Quote the material below word for word, leaving out the pictures.
==== Data to use
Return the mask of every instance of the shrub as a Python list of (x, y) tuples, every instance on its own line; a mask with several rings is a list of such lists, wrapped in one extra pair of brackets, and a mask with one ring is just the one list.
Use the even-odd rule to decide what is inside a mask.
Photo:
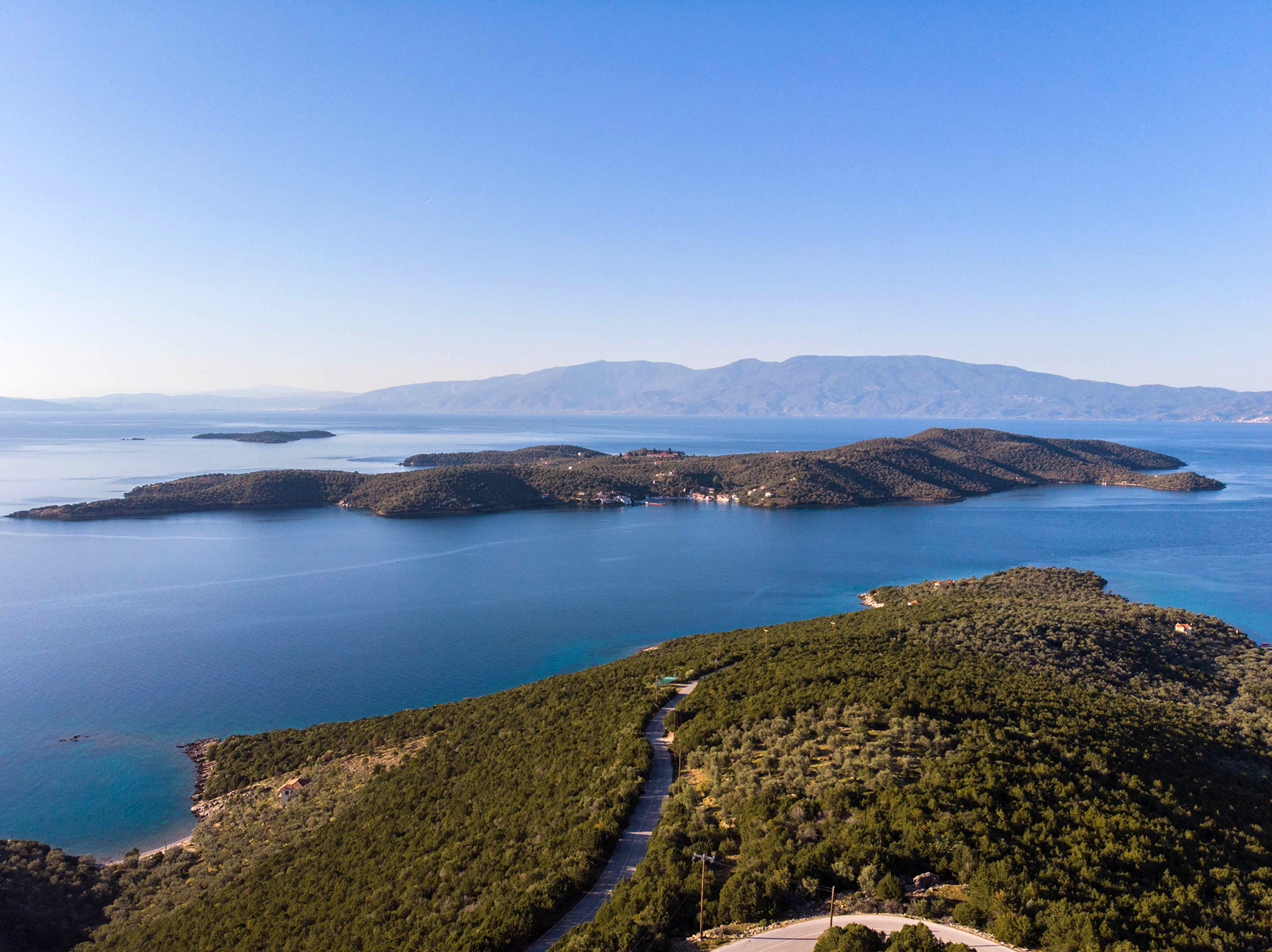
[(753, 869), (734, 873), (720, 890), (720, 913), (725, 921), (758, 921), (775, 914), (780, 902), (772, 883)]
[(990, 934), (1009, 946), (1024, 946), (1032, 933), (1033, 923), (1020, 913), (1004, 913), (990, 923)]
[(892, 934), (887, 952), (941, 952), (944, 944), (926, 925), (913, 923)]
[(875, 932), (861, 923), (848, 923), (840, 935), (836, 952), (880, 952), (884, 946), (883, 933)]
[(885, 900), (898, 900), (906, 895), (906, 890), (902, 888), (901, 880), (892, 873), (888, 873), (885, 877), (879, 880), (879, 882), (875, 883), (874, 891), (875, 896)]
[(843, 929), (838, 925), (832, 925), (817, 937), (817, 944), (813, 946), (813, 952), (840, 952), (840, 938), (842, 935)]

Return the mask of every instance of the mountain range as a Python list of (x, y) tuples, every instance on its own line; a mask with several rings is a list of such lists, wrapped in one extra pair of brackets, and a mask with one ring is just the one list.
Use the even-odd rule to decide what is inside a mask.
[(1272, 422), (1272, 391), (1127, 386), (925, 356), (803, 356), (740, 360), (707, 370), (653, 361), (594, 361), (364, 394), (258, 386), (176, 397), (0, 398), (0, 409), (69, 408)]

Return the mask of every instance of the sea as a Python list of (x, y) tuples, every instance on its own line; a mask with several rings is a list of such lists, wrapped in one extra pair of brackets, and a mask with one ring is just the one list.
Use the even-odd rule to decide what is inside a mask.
========
#### Written solution
Return the mask of every instance of the shrub as a Python list of (x, y) tuples, every instance on its own line; a mask with several rings is a list of such lists, wrapped in one extra pair of brackets, and a mask with one ring is just the one list.
Use the even-odd rule to decide what is inside a mask.
Photo:
[(753, 869), (734, 873), (720, 890), (720, 913), (725, 921), (758, 921), (775, 914), (780, 902), (772, 883)]
[(990, 934), (1009, 946), (1024, 946), (1032, 933), (1033, 923), (1020, 913), (1004, 913), (990, 923)]
[(892, 934), (887, 952), (941, 952), (944, 944), (926, 925), (913, 923)]
[(875, 932), (861, 923), (848, 923), (840, 935), (836, 952), (880, 952), (884, 946), (883, 933)]
[(885, 900), (898, 900), (906, 895), (906, 890), (902, 888), (901, 880), (892, 873), (888, 873), (885, 877), (879, 880), (879, 882), (875, 883), (874, 891), (875, 896)]
[(843, 929), (838, 925), (832, 925), (817, 937), (817, 944), (813, 946), (813, 952), (840, 952), (840, 938), (842, 935)]

Return the mask of every instance of the mountain range as a Python list of (x, y) tuples, every instance on its own line; a mask with several rings is a list of such lists, wrapped in one extra pair of brackets, and a mask with one ring is just the one list.
Use the even-odd rule to decide what is inside a mask.
[(1272, 422), (1272, 391), (1127, 386), (925, 356), (803, 356), (740, 360), (707, 370), (653, 361), (594, 361), (364, 394), (258, 386), (176, 397), (0, 398), (0, 409), (69, 408)]

Return the mask of every instance of the sea as a Python list of (x, y) tuples, every instance on its own line; a mask with several rings is a list of such lists, wrapped in one extra pair of brackets, and a mask with one ring is just the one list.
Use the even-odd rule to decide what is inside a mask.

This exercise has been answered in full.